CPD for Building Designers in 2026: What BDAA Requires and How to Meet It

Building designers who hold membership with the Building Designers Association of Australia (BDAA) must complete 20 CPD points per year, made up of 10 formal points and 10 informal points. The BDAA reporting year runs from 1 July to 30 June, not the calendar year. All CPD records must be submitted by 1 July each year.

One CPD point equals one hour of relevant learning activity. Formal CPD is structured learning with defined outcomes and verification of engagement. Informal CPD is self-directed learning relevant to building design practice.

The most important nuance to know: if you are also licensed or registered by a state body, the state requirement takes precedence over the BDAA scheme. That matters in Queensland (QBCC), Tasmania (CBOS), and Victoria (the new Building and Plumbing Commission). BDAA membership without meeting your state licensing CPD will not protect your registration.

The rest of this article is the working detail: what counts, how to plan a year of CPD that actually meets the requirement, what the Thermal Performance Assessor track adds for dual-accredited members, and the five mistakes that catch out building designers at the end of a CPD year.

[Collected data]
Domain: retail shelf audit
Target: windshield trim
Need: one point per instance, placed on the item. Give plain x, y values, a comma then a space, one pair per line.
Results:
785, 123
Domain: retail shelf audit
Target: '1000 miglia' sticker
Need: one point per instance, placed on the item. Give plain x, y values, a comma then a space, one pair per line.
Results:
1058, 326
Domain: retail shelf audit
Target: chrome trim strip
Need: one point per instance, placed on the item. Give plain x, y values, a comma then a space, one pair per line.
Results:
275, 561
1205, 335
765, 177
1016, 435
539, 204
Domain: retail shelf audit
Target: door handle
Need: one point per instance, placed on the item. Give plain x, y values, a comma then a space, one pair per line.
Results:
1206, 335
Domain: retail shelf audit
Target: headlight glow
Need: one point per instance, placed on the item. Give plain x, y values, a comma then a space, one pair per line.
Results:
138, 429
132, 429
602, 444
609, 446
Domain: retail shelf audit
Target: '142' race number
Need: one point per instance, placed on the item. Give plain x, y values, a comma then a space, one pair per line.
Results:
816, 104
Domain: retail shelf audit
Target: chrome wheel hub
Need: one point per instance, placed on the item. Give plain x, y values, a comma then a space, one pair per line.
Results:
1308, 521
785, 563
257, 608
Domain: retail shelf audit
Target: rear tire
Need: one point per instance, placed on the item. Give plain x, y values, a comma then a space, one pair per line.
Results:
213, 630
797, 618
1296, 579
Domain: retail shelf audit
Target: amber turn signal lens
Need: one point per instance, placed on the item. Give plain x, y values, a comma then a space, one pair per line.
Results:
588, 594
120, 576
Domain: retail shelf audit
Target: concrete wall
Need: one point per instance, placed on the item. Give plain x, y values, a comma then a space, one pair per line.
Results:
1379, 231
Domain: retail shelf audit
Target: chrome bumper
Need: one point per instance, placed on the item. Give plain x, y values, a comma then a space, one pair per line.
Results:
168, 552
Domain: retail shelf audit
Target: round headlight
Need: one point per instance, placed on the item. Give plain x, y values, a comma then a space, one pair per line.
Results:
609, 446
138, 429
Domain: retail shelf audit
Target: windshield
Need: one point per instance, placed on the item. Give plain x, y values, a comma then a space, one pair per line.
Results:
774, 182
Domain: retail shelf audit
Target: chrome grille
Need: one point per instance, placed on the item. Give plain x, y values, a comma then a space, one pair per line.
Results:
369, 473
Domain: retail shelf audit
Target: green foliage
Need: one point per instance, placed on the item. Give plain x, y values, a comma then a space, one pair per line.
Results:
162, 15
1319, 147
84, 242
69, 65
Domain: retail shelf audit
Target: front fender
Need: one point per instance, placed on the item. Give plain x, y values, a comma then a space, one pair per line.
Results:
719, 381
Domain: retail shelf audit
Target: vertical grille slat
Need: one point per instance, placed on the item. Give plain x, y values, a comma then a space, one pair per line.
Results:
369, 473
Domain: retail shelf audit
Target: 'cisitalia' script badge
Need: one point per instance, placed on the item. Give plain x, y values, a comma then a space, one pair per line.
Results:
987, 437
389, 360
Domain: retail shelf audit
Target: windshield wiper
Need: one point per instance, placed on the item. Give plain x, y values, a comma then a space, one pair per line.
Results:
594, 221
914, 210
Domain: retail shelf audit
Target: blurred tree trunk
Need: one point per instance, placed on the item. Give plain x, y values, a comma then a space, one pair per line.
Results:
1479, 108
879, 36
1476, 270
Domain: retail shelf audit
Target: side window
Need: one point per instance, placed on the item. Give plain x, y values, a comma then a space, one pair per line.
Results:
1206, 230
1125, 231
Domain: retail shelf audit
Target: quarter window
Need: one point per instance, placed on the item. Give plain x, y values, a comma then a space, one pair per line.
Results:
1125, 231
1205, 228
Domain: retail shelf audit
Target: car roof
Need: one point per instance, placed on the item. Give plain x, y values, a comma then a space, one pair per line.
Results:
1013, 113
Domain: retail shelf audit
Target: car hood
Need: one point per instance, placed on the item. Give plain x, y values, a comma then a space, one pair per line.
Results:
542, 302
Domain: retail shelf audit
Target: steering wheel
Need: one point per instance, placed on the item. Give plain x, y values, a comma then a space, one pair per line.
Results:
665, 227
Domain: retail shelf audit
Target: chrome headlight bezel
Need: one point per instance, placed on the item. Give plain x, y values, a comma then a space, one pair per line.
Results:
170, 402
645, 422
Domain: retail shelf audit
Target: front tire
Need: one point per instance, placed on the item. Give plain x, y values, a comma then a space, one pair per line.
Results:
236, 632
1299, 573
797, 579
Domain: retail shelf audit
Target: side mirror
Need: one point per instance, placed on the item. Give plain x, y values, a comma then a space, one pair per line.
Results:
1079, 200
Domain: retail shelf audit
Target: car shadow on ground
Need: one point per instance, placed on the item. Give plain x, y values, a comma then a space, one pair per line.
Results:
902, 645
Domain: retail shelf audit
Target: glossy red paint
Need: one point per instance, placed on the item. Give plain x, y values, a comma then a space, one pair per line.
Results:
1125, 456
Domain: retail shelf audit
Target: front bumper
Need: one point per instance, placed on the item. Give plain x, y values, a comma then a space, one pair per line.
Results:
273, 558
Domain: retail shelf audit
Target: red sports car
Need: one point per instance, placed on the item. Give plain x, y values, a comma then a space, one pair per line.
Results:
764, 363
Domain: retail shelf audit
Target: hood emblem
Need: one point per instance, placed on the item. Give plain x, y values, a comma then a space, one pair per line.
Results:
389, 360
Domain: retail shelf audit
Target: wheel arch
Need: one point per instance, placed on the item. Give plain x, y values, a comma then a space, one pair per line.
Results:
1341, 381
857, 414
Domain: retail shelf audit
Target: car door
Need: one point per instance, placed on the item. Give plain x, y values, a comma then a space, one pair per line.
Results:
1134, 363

INSTRUCTION A: Extract every line of the records that contains the string "trim", treating uppercase and lowercase as different.
INSTRUCTION B: Proceed with the article on CPD for building designers, beginning right after its final sentence.
The text and the records have no connection to each other.

WRITTEN RESPONSE A:
Target: windshield trim
Target: chrome trim strip

WRITTEN RESPONSE B:
Who This Applies To

BDAA CPD applies to every BDAA member who is required to maintain a CPD record under their membership category. That includes practitioners working as independent building designers, designers employed in larger studios, and Thermal Performance Assessors accredited under BDAA’s separate scheme.

It does not replace any state licensing CPD obligation. If you hold registration as a building designer through a state regulator (QBCC in Queensland, CBOS in Tasmania, the BPC in Victoria), the state’s CPD framework sits above the BDAA scheme. You may need to meet both, and where requirements conflict, the regulator’s rules apply.

For practitioners outside the state-licensed jurisdictions (NSW, SA, WA, NT, ACT), BDAA’s scheme is typically the highest CPD bar your professional standing depends on, and the focus of this article.

The 20-Point Baseline

The BDAA annual requirement is structured to balance verified learning with self-directed development. The 20 points break down into two equal halves.

10 formal points. Structured educational or technical activities with clearly defined learning outcomes provided by the organiser. Formal CPD requires meaningful interaction between presenter and participant, and may include an assessment component.

10 informal points. Self-directed learning and professional tasks relevant to building design practice. The activity must have an educational focus (acquiring new knowledge or skills) and may either supplement or complement regular professional duties.

One point equals a minimum of one hour spent undertaking the CPD. A 60-minute structured webinar with a quiz earns one formal point. A 90-minute Australian Standard reading session, documented and reflective, earns 1.5 informal points.

The split is not optional. Members who hit 20 total points but fail to reach 10 formal points have not met the requirement. Likewise, members who exceed 10 formal points but fall short of 10 informal points are technically non-compliant. Plan to hit both halves of the bar, not just the headline number.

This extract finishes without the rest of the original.